** Opening Document text block **
Coastal development, destructive fishing practices that include cyanide poisoning and dynamiting, and pollution from both land and marine sources are all threatening reefs across the globe, according to the two-year study carried out by the Cambridge-based World Conservation Monitoring Centre, and two other conservation bodies in the US and the Philippines.
Coral reefs are often thought of as "the rainforests of the sea" both for the huge numbers of species they contain, and their vulnerability to degradation.
Occupying less than a quarter of one per cent of the marine environment, they nevertheless shelter more than 25 per cent of all known fish species; more than 4,000 have so far been described, along with 800 species of reef-building corals.
Until now, the only information on the status of coral reefs worldwide was a 1993 estimate, much quoted but based on guesswork and anecdotal evidence, which indicated that 10 per cent of the world's reefs were dead and 30 per cent were likely to die within 10 to 20 years.
The new study, the first systematic global assessment, confirms that reefs are seriously threatened in most parts of the world: just under 60 per cent in total are believed to be at risk.
South-east Asia is the worst region, with more than 80 per cent of the reefs in the Philippines and Indonesia in jeopardy, followed by the Caribbean, where two thirds are in danger. In the Indian Ocean, and in the Red Sea and the Arabian Gulf, more than half are threatened. Only the Pacific is in relatively good shape - more than 60 per cent of its reefs are thought to be "low risk".
** Closing Document text block **
# Exercise objective
Continue the coral reef article from its last sentence, in the same style.
** Opening Material provided block **
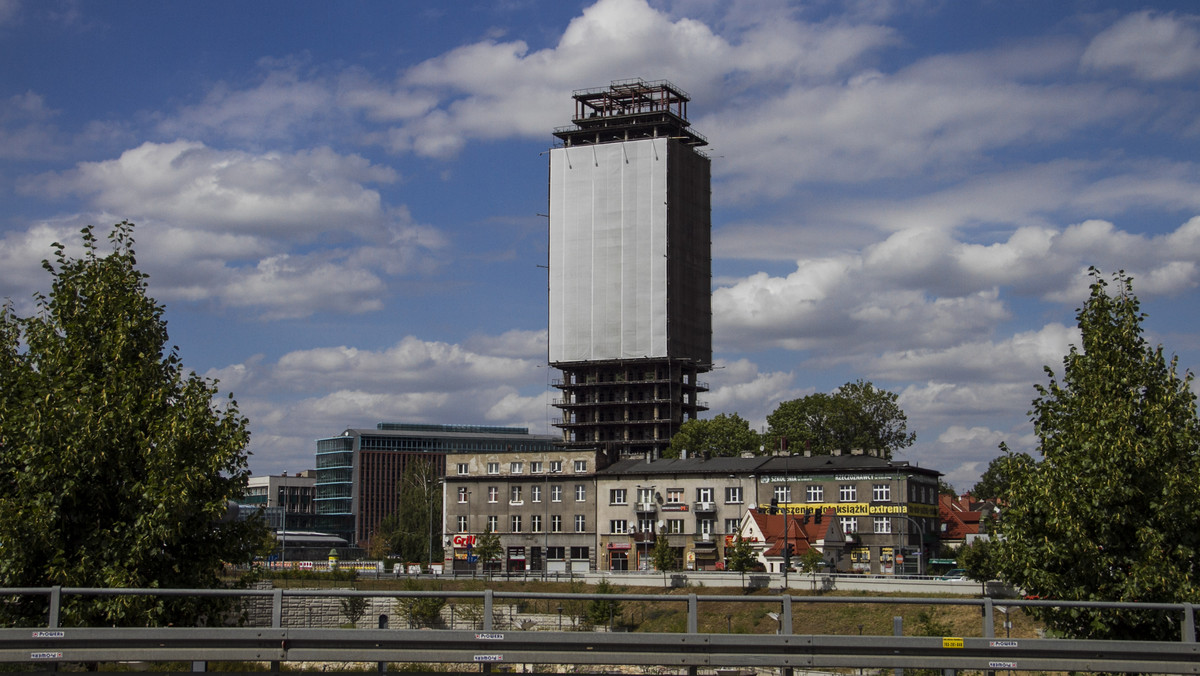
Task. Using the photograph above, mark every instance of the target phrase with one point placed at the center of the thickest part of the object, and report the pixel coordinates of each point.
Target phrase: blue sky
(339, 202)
** Closing Material provided block **
# Answer
"What is particularly saddening about all of this is that it is totally unnecessary," said Mark Spalding, the WCMC's coral reef expert and UK co-author of the review. "Studies from around the world are now showing that protecting reefs isn't just an exercise in pleasing the environmentalists, but that it makes sound economic sense. Good management of these resources has shown booming and sustainable fish-yields and huge revenues from tourism, while leaving an economically crucial heritage for future generations."
The report estimates global revenues arising from coral reefs at $375bn (pounds 245bn) and says that more than 100 countries stand to benefit from tourism- related income derived from their reefs.
But in too many, destruction is continuing. The growth of coastal cities and towns generates a series of threats: outright destruction from the building of airports and harbours, dredging to keep shipping channels open, and mining for construction materials. Most damaging are the indirect effects of development: sewage and agricultural pollution produce algae that block out the sunlight that corals need to survive.
Unregulated tourism produces trampling, destruction of coral for souvenirs and the sewage discharge and overfishing associated with resorts. Overfishing is a problem in many places, often taking out several key fish species, upsetting the ecological balance and leading again to destructive algal blooms. Destructive fishing with poisons and explosives damages reefs directly, and oil spills are another threat.
Despite the bad news, however, there are a number of success stories, such as the Great Barrier Reef in Australia, which has been kept healthy, the study says, by careful management.
'Reefs at Risk: A Map-Based Indicator of Potential Threats to the World's Coral Reefs'. World Conservation Monitoring Centre, World Resources Institute #and the International Center for Living Marine Aquatic Resources.